STATED EXERCISE A :: Shift each point coordinate in the answers up by 96, and write out again the records between the line holding "Where can you see the dome" and the end of the records, inclusive, with the request lines kept as they are.

GIVEN PASSAGE ::
•••••

Re: [PATCH] EDAC/mce_amd: Fix Hygon UMC ECC error decoding with logical_die_id

From: Yazen Ghannam

Date: Mon Feb 16 2026 - 15:32:28 EST


On Sat, Feb 14, 2026 at 02:42:03PM +0800, Aichun Shi wrote:
> cpuinfo_topology.amd_node_id is populated via CPUID or MSR, as introduced
> by commit f7fb3b2dd92c ("x86/cpu: Provide an AMD/HYGON specific topology
> parser") and commit 03fa6bea5a3e ("x86/cpu: Make topology_amd_node_id()
> use the actual node info"). However, this value may be non-continuous for
> Hygon processors while EDAC uses continuous node IDs, which leads to
> incorrect UMC ECC error decoding.

Can you please share an example?

>
> In contract, cpuinfo_topology.logical_die_id always provides continuous
> die (or node) IDs. Fix this by replacing topology_amd_node_id() with
> topology_logical_die_id() when decoding UMC ECC errors for Hygon
> processors.
>
> Signed-off-by: Aichun Shi <shiaichun@xxxxxxxxxxxxxx>
> ---
> drivers/edac/mce_amd.c | 9 +++++++--
> 1 file changed, 7 insertions(+), 2 deletions(-)
>
> diff --git a/drivers/edac/mce_amd.c b/drivers/edac/mce_amd.c
> index af3c12284a1e..4a23c1d6488e 100644
> --- a/drivers/edac/mce_amd.c
> +++ b/drivers/edac/mce_amd.c
> @@ -746,8 +746,13 @@ static void decode_smca_error(struct mce *m)
> pr_emerg(HW_ERR "%s Ext. Error Code: %d", smca_get_long_name(bank_type), xec);
>
> if ((bank_type == SMCA_UMC || bank_type == SMCA_UMC_V2) &&
> - xec == 0 && decode_dram_ecc)
> - decode_dram_ecc(topology_amd_node_id(m->extcpu), m);
> + xec == 0 && decode_dram_ecc) {
> + if (boot_cpu_data.x86_vendor == X86_VENDOR_HYGON &&
> + boot_cpu_data.x86 == 0x18)

Is the family check necessary? You did not mention a specific family in
the commit message. So it seems the intent is to apply to all Hygon
systems.

Thanks,
Yazen

•••••

RECORDED DATA ::
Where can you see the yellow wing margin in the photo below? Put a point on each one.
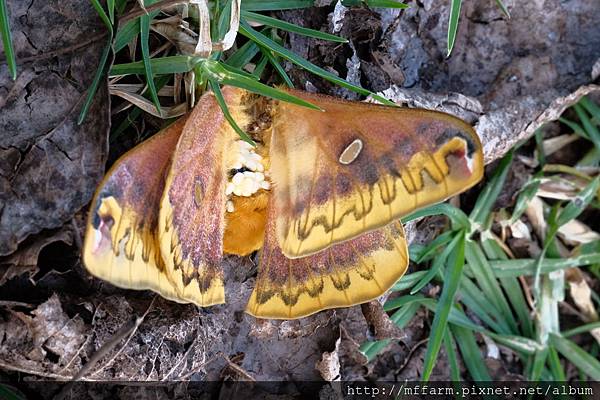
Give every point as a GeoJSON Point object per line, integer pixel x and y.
{"type": "Point", "coordinates": [192, 209]}
{"type": "Point", "coordinates": [346, 274]}
{"type": "Point", "coordinates": [355, 167]}
{"type": "Point", "coordinates": [121, 239]}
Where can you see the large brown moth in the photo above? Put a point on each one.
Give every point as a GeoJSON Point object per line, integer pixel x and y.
{"type": "Point", "coordinates": [319, 197]}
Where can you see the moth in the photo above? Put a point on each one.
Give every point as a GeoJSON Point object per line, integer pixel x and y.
{"type": "Point", "coordinates": [319, 196]}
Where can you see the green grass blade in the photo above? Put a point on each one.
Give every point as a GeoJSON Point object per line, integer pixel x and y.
{"type": "Point", "coordinates": [440, 321]}
{"type": "Point", "coordinates": [375, 3]}
{"type": "Point", "coordinates": [404, 300]}
{"type": "Point", "coordinates": [591, 107]}
{"type": "Point", "coordinates": [576, 355]}
{"type": "Point", "coordinates": [275, 5]}
{"type": "Point", "coordinates": [279, 24]}
{"type": "Point", "coordinates": [401, 318]}
{"type": "Point", "coordinates": [486, 280]}
{"type": "Point", "coordinates": [160, 66]}
{"type": "Point", "coordinates": [471, 354]}
{"type": "Point", "coordinates": [273, 61]}
{"type": "Point", "coordinates": [221, 100]}
{"type": "Point", "coordinates": [95, 82]}
{"type": "Point", "coordinates": [144, 37]}
{"type": "Point", "coordinates": [371, 349]}
{"type": "Point", "coordinates": [428, 252]}
{"type": "Point", "coordinates": [581, 329]}
{"type": "Point", "coordinates": [9, 50]}
{"type": "Point", "coordinates": [578, 129]}
{"type": "Point", "coordinates": [129, 31]}
{"type": "Point", "coordinates": [453, 24]}
{"type": "Point", "coordinates": [220, 73]}
{"type": "Point", "coordinates": [574, 208]}
{"type": "Point", "coordinates": [102, 14]}
{"type": "Point", "coordinates": [450, 347]}
{"type": "Point", "coordinates": [537, 366]}
{"type": "Point", "coordinates": [437, 264]}
{"type": "Point", "coordinates": [478, 304]}
{"type": "Point", "coordinates": [260, 67]}
{"type": "Point", "coordinates": [511, 287]}
{"type": "Point", "coordinates": [526, 266]}
{"type": "Point", "coordinates": [407, 281]}
{"type": "Point", "coordinates": [264, 41]}
{"type": "Point", "coordinates": [525, 195]}
{"type": "Point", "coordinates": [489, 194]}
{"type": "Point", "coordinates": [558, 373]}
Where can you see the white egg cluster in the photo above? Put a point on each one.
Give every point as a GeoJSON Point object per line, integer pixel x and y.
{"type": "Point", "coordinates": [246, 157]}
{"type": "Point", "coordinates": [248, 182]}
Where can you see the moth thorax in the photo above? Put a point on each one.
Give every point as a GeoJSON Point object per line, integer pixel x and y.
{"type": "Point", "coordinates": [246, 174]}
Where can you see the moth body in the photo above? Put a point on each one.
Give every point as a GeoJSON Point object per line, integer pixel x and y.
{"type": "Point", "coordinates": [319, 197]}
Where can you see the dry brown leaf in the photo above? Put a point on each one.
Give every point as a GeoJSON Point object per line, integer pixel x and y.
{"type": "Point", "coordinates": [50, 165]}
{"type": "Point", "coordinates": [556, 143]}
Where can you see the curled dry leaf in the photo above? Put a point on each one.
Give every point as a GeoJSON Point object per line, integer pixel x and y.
{"type": "Point", "coordinates": [50, 165]}
{"type": "Point", "coordinates": [25, 259]}
{"type": "Point", "coordinates": [48, 340]}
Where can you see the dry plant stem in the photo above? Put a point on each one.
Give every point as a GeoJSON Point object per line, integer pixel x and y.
{"type": "Point", "coordinates": [527, 292]}
{"type": "Point", "coordinates": [138, 12]}
{"type": "Point", "coordinates": [204, 45]}
{"type": "Point", "coordinates": [49, 375]}
{"type": "Point", "coordinates": [239, 370]}
{"type": "Point", "coordinates": [128, 330]}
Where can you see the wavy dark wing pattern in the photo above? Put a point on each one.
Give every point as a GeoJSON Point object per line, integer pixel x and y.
{"type": "Point", "coordinates": [345, 274]}
{"type": "Point", "coordinates": [121, 240]}
{"type": "Point", "coordinates": [192, 209]}
{"type": "Point", "coordinates": [357, 167]}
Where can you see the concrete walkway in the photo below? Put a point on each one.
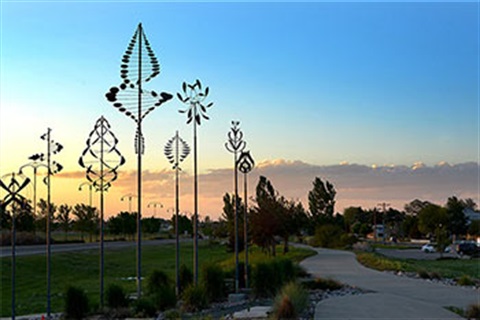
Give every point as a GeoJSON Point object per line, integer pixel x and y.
{"type": "Point", "coordinates": [393, 297]}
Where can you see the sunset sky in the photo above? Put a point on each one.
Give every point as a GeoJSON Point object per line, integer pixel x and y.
{"type": "Point", "coordinates": [380, 98]}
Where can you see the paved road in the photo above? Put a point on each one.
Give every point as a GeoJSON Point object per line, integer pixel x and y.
{"type": "Point", "coordinates": [392, 297]}
{"type": "Point", "coordinates": [55, 248]}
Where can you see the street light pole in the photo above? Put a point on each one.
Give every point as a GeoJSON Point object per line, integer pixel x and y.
{"type": "Point", "coordinates": [194, 97]}
{"type": "Point", "coordinates": [176, 150]}
{"type": "Point", "coordinates": [245, 165]}
{"type": "Point", "coordinates": [235, 144]}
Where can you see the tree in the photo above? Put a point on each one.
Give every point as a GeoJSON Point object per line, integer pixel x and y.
{"type": "Point", "coordinates": [457, 221]}
{"type": "Point", "coordinates": [124, 223]}
{"type": "Point", "coordinates": [431, 217]}
{"type": "Point", "coordinates": [41, 221]}
{"type": "Point", "coordinates": [64, 219]}
{"type": "Point", "coordinates": [228, 215]}
{"type": "Point", "coordinates": [87, 220]}
{"type": "Point", "coordinates": [264, 220]}
{"type": "Point", "coordinates": [321, 201]}
{"type": "Point", "coordinates": [413, 208]}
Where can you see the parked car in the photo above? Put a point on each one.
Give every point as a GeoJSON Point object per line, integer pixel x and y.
{"type": "Point", "coordinates": [428, 248]}
{"type": "Point", "coordinates": [469, 249]}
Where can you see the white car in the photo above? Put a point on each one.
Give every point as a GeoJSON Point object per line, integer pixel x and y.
{"type": "Point", "coordinates": [428, 248]}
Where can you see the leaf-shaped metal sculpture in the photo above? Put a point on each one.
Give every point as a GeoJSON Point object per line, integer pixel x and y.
{"type": "Point", "coordinates": [194, 97]}
{"type": "Point", "coordinates": [101, 158]}
{"type": "Point", "coordinates": [235, 143]}
{"type": "Point", "coordinates": [245, 162]}
{"type": "Point", "coordinates": [176, 150]}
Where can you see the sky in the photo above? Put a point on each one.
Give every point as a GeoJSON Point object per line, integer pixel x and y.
{"type": "Point", "coordinates": [379, 98]}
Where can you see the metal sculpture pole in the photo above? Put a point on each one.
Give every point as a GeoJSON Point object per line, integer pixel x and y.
{"type": "Point", "coordinates": [154, 204]}
{"type": "Point", "coordinates": [245, 164]}
{"type": "Point", "coordinates": [139, 65]}
{"type": "Point", "coordinates": [181, 152]}
{"type": "Point", "coordinates": [101, 172]}
{"type": "Point", "coordinates": [90, 188]}
{"type": "Point", "coordinates": [129, 196]}
{"type": "Point", "coordinates": [35, 166]}
{"type": "Point", "coordinates": [53, 167]}
{"type": "Point", "coordinates": [194, 97]}
{"type": "Point", "coordinates": [235, 144]}
{"type": "Point", "coordinates": [13, 189]}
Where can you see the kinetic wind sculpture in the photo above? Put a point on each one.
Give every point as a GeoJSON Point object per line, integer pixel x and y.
{"type": "Point", "coordinates": [176, 150]}
{"type": "Point", "coordinates": [245, 164]}
{"type": "Point", "coordinates": [13, 188]}
{"type": "Point", "coordinates": [139, 65]}
{"type": "Point", "coordinates": [35, 165]}
{"type": "Point", "coordinates": [196, 111]}
{"type": "Point", "coordinates": [52, 168]}
{"type": "Point", "coordinates": [235, 145]}
{"type": "Point", "coordinates": [101, 159]}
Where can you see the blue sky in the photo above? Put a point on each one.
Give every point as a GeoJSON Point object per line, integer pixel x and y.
{"type": "Point", "coordinates": [325, 83]}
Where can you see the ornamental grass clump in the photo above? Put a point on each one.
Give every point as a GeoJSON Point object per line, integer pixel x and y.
{"type": "Point", "coordinates": [290, 302]}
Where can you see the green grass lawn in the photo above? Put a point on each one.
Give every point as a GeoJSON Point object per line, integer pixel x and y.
{"type": "Point", "coordinates": [82, 269]}
{"type": "Point", "coordinates": [445, 268]}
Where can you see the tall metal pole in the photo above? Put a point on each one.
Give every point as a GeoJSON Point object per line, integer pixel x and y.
{"type": "Point", "coordinates": [139, 169]}
{"type": "Point", "coordinates": [234, 145]}
{"type": "Point", "coordinates": [245, 164]}
{"type": "Point", "coordinates": [177, 207]}
{"type": "Point", "coordinates": [48, 223]}
{"type": "Point", "coordinates": [102, 132]}
{"type": "Point", "coordinates": [245, 229]}
{"type": "Point", "coordinates": [175, 159]}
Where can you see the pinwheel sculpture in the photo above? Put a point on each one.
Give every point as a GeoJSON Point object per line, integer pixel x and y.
{"type": "Point", "coordinates": [194, 97]}
{"type": "Point", "coordinates": [176, 150]}
{"type": "Point", "coordinates": [245, 164]}
{"type": "Point", "coordinates": [139, 65]}
{"type": "Point", "coordinates": [235, 145]}
{"type": "Point", "coordinates": [13, 188]}
{"type": "Point", "coordinates": [101, 159]}
{"type": "Point", "coordinates": [53, 167]}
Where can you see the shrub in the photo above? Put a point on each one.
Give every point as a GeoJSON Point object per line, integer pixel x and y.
{"type": "Point", "coordinates": [323, 284]}
{"type": "Point", "coordinates": [263, 279]}
{"type": "Point", "coordinates": [164, 298]}
{"type": "Point", "coordinates": [76, 303]}
{"type": "Point", "coordinates": [297, 297]}
{"type": "Point", "coordinates": [473, 312]}
{"type": "Point", "coordinates": [213, 280]}
{"type": "Point", "coordinates": [185, 277]}
{"type": "Point", "coordinates": [156, 281]}
{"type": "Point", "coordinates": [465, 281]}
{"type": "Point", "coordinates": [194, 298]}
{"type": "Point", "coordinates": [116, 297]}
{"type": "Point", "coordinates": [268, 277]}
{"type": "Point", "coordinates": [285, 310]}
{"type": "Point", "coordinates": [144, 308]}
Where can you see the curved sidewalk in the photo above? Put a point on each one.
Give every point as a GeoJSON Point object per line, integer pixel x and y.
{"type": "Point", "coordinates": [392, 297]}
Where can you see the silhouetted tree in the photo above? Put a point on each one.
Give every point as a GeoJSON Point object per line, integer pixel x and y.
{"type": "Point", "coordinates": [64, 219]}
{"type": "Point", "coordinates": [321, 202]}
{"type": "Point", "coordinates": [124, 223]}
{"type": "Point", "coordinates": [41, 219]}
{"type": "Point", "coordinates": [228, 215]}
{"type": "Point", "coordinates": [457, 221]}
{"type": "Point", "coordinates": [414, 207]}
{"type": "Point", "coordinates": [264, 220]}
{"type": "Point", "coordinates": [87, 220]}
{"type": "Point", "coordinates": [431, 217]}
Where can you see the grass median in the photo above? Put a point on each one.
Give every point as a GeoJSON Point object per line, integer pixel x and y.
{"type": "Point", "coordinates": [81, 268]}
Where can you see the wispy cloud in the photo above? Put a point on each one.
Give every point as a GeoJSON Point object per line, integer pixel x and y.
{"type": "Point", "coordinates": [356, 185]}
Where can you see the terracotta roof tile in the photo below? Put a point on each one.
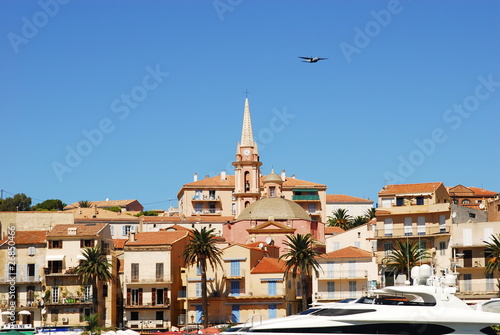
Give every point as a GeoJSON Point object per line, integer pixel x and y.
{"type": "Point", "coordinates": [345, 198]}
{"type": "Point", "coordinates": [410, 188]}
{"type": "Point", "coordinates": [100, 204]}
{"type": "Point", "coordinates": [28, 237]}
{"type": "Point", "coordinates": [269, 265]}
{"type": "Point", "coordinates": [157, 238]}
{"type": "Point", "coordinates": [347, 252]}
{"type": "Point", "coordinates": [119, 243]}
{"type": "Point", "coordinates": [333, 230]}
{"type": "Point", "coordinates": [82, 229]}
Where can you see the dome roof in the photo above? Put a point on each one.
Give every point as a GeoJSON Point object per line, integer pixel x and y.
{"type": "Point", "coordinates": [278, 208]}
{"type": "Point", "coordinates": [272, 177]}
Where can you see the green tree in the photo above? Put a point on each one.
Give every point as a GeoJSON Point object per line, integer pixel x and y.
{"type": "Point", "coordinates": [203, 250]}
{"type": "Point", "coordinates": [49, 205]}
{"type": "Point", "coordinates": [94, 268]}
{"type": "Point", "coordinates": [19, 202]}
{"type": "Point", "coordinates": [300, 259]}
{"type": "Point", "coordinates": [492, 252]}
{"type": "Point", "coordinates": [406, 256]}
{"type": "Point", "coordinates": [340, 219]}
{"type": "Point", "coordinates": [85, 203]}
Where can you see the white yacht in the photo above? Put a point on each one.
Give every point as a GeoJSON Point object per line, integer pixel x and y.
{"type": "Point", "coordinates": [428, 309]}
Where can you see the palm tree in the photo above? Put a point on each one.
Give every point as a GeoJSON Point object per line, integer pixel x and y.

•••••

STATED EXERCISE B :: According to the patch email, which topology field always provides continuous die IDs?

WRITTEN RESPONSE A ::
Where can you see the dome roof in the photo above? Put a point on each one.
Give every point as a GeoJSON Point object per line, integer pixel x and y.
{"type": "Point", "coordinates": [374, 304]}
{"type": "Point", "coordinates": [368, 273]}
Where can you see the green tree in the photo above? Put a point on each one.
Give every point as a GeoJSON Point object per line, integer pixel x and y.
{"type": "Point", "coordinates": [299, 346]}
{"type": "Point", "coordinates": [145, 301]}
{"type": "Point", "coordinates": [190, 364]}
{"type": "Point", "coordinates": [115, 298]}
{"type": "Point", "coordinates": [396, 355]}
{"type": "Point", "coordinates": [588, 348]}
{"type": "Point", "coordinates": [502, 352]}
{"type": "Point", "coordinates": [436, 315]}
{"type": "Point", "coordinates": [181, 299]}
Where can you see the white yacht in the photo above? Put a point on each one.
Give every point as a GeoJSON Point object per line, integer pixel x and y.
{"type": "Point", "coordinates": [524, 405]}
Where can you see the palm tree in the photo above? Put a point on each one.
Give every point as a GeoJSON Point object per line, integer pixel x and y.

WRITTEN RESPONSE B :: cpuinfo_topology.logical_die_id